A run of records:

########################################

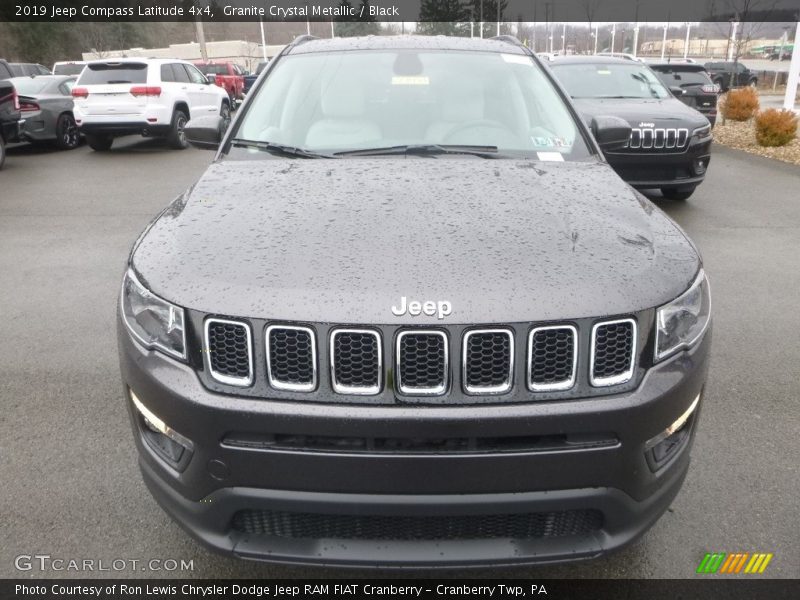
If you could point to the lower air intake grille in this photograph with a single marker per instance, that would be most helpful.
(488, 361)
(356, 366)
(422, 362)
(291, 358)
(551, 356)
(229, 351)
(370, 527)
(613, 349)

########################################

• Exercise instructions
Copy every line of the data above word for word, leaving out the pictures.

• The result
If you could point to the lower air intake grille in this photograph with a single marker per instance, that would be most helpful.
(488, 361)
(356, 366)
(422, 362)
(291, 358)
(551, 356)
(229, 351)
(370, 527)
(613, 349)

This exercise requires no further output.